■ **The request**: Return the lines of the records exactly as they appear, starting with the line that contains "Could you please point to the course" and continuing through the end of the records. Leave out the pictures.

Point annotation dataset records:
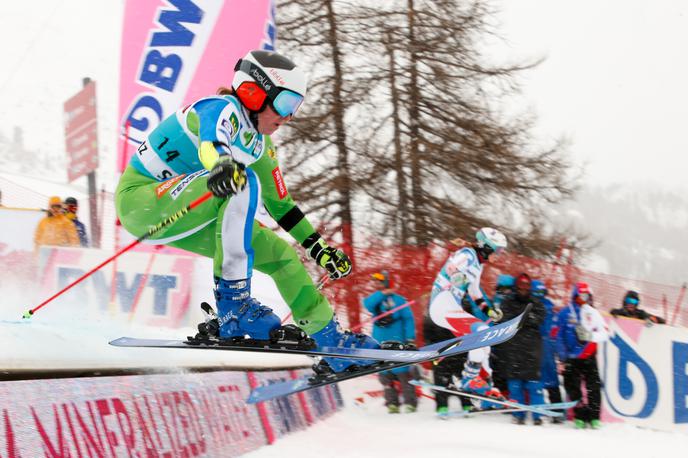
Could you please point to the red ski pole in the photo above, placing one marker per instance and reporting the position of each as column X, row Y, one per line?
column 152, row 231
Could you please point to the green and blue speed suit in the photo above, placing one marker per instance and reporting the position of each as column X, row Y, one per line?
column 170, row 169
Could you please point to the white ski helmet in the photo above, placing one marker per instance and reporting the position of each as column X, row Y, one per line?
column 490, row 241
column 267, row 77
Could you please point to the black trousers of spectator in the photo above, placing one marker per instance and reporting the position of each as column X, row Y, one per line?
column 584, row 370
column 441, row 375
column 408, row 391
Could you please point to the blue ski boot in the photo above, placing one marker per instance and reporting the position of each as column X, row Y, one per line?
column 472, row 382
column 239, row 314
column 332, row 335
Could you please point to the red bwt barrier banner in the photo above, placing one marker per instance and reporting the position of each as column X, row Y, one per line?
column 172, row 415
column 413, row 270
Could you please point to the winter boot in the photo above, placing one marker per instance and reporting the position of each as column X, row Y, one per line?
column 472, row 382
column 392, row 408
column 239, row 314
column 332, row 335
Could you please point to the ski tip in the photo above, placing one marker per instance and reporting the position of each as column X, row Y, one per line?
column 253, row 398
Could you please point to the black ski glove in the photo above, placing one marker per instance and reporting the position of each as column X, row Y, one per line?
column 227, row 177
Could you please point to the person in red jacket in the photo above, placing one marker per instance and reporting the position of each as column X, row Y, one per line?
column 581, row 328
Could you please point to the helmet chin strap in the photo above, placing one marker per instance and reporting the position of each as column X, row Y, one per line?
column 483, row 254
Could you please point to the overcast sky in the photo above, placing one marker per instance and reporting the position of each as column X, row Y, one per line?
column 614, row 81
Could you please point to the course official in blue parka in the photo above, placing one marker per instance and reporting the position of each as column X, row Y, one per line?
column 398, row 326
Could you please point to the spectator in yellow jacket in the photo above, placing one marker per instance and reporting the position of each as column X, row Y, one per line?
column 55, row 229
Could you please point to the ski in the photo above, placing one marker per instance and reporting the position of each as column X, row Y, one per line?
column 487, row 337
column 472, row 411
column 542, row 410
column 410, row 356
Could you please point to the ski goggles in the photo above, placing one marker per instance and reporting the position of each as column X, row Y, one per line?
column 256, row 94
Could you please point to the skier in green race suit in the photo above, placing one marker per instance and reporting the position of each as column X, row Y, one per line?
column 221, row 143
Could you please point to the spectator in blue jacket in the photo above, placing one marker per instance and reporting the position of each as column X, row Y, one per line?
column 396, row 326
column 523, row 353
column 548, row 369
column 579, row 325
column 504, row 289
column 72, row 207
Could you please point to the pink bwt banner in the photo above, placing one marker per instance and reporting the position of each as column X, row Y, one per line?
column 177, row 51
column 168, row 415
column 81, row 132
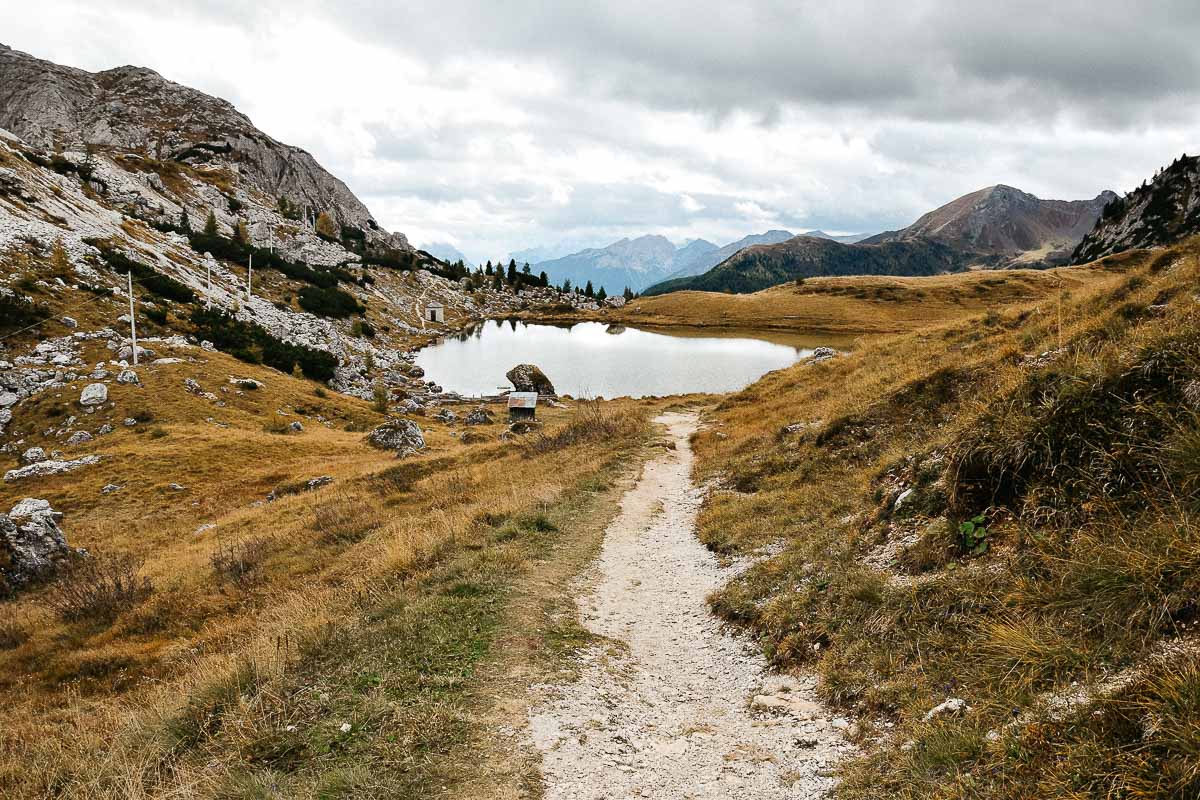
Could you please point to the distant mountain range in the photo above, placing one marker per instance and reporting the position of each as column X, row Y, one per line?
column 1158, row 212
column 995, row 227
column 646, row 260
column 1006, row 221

■ **Response to this task**:
Could you please point to the course official in blue parka in the photo above, placing one marker per instance and reporting the position of each as column X, row Y, one per line?
column 398, row 326
Could you please point to the spectator in yellow jacket in the photo above, placing one marker per instance and reporting the position of each as column X, row Y, one per line?
column 55, row 229
Could you please point to the ski in the photo above, placing one marker per instance and reporting the position of each as column X, row Y, one per line?
column 487, row 337
column 472, row 411
column 542, row 410
column 410, row 356
Could you please point to the ski goggles in the photo above, placing one marker per instance and reporting the position of each as column X, row Y, one per line?
column 256, row 94
Could you please point to the skier in green race suit in the photo above, placing one marker per instance and reporting the position of each as column X, row Y, one per line?
column 221, row 143
Could you please point to the spectator in blue jacket in the photo above, placing one marker per instance and reporting the position of each as column X, row Y, one per line?
column 396, row 326
column 523, row 353
column 548, row 369
column 579, row 325
column 504, row 289
column 72, row 207
Could you please point to the pink bwt banner in the photo above, placing one marker per instance and reporting the position of each as column X, row Y, one per line?
column 177, row 51
column 168, row 415
column 81, row 132
Could you please point to the distant mountain range in the photo above, placing one marker per instance and reporting the position of each as column X, row Y, one per line?
column 1158, row 212
column 995, row 227
column 646, row 260
column 1006, row 221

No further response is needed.